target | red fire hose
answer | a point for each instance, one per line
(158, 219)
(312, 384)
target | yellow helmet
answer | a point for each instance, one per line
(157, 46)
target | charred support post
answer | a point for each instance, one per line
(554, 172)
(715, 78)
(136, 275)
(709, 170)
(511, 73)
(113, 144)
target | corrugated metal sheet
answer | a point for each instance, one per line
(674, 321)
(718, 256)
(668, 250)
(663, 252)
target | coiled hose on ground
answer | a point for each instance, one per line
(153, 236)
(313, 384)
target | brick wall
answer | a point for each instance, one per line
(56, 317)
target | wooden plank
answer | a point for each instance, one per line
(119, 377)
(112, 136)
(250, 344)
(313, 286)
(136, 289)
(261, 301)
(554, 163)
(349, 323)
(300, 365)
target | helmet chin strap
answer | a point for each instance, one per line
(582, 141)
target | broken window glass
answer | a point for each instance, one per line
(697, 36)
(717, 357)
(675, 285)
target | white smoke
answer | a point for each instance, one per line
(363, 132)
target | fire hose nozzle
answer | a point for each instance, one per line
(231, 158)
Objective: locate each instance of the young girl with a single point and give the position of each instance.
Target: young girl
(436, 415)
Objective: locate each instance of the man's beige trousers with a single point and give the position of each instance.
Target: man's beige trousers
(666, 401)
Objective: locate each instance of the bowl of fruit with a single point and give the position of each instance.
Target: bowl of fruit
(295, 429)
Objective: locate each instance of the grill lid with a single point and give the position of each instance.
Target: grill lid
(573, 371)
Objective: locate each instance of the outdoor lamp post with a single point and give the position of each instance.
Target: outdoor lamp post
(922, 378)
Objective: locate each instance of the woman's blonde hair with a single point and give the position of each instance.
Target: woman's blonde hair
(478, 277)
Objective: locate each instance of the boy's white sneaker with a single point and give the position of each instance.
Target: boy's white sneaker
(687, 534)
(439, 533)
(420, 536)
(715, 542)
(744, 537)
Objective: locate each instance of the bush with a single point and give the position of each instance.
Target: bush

▸ **Set task**
Convert the lines of the entries above into a JSON list of strings, one string per line and no strings for blank lines.

▸ **Task response**
[
  "target | red fire hose",
  "answer | a point for each instance, one per line",
  "(158, 219)",
  "(312, 384)",
  "target | yellow helmet",
  "answer | a point for each instance, one per line",
  "(157, 46)",
  "target | charred support post",
  "answer | a point for each instance, one per line",
  "(554, 172)",
  "(715, 78)",
  "(136, 275)",
  "(709, 170)",
  "(511, 73)",
  "(113, 144)",
  "target | corrugated metal sheet",
  "answer | a point for each instance, one per line",
  "(674, 321)",
  "(718, 256)",
  "(668, 250)",
  "(663, 252)",
  "target | coiled hose on ground",
  "answer | a point for each instance, one per line",
  "(153, 236)",
  "(313, 384)",
  "target | brick wall",
  "answer | a point for each instance, one per line",
  "(56, 317)",
  "target | wooden plank",
  "answer | a point for each instance, one per line",
  "(119, 377)",
  "(112, 136)",
  "(250, 344)",
  "(313, 286)",
  "(136, 289)",
  "(261, 301)",
  "(554, 163)",
  "(349, 323)",
  "(300, 365)",
  "target | helmet chin strap",
  "answer | a point for each instance, one per line",
  "(582, 141)",
  "target | broken window glass",
  "answer | a point for each instance, one per line",
  "(697, 36)",
  "(717, 357)",
  "(675, 285)",
  "target | white smoke",
  "answer | a point for each instance, one per line",
  "(363, 132)",
  "target | fire hose nozzle",
  "answer | a point for each instance, one per line",
  "(231, 158)",
  "Objective: locate each instance of the young girl with a single point and give the position of each instance.",
  "Target: young girl",
  "(436, 415)",
  "Objective: locate each instance of the man's beige trousers with a single point and give the position of each instance.",
  "Target: man's beige trousers",
  "(666, 401)",
  "Objective: locate each instance of the bowl of fruit with a single point and give the position of each instance.",
  "Target: bowl of fruit",
  "(295, 429)",
  "Objective: locate each instance of the grill lid with a single point and give the position of each instance.",
  "Target: grill lid",
  "(573, 371)",
  "Objective: locate each instance of the outdoor lamp post with a single point and give the position of each instance.",
  "Target: outdoor lamp post",
  "(922, 378)",
  "Objective: locate each instance of the woman's blonde hair with a single point and give the position of each instance.",
  "Target: woman's blonde hair",
  "(478, 277)",
  "Objective: locate each instance of the boy's white sneaker with a single point and give the position of each instance.",
  "Target: boy's white sneaker",
  "(687, 534)",
  "(439, 533)",
  "(420, 536)",
  "(715, 542)",
  "(744, 537)",
  "Objective: locate each instance of the bush with a single point and give the position of each instance.",
  "Target: bush"
]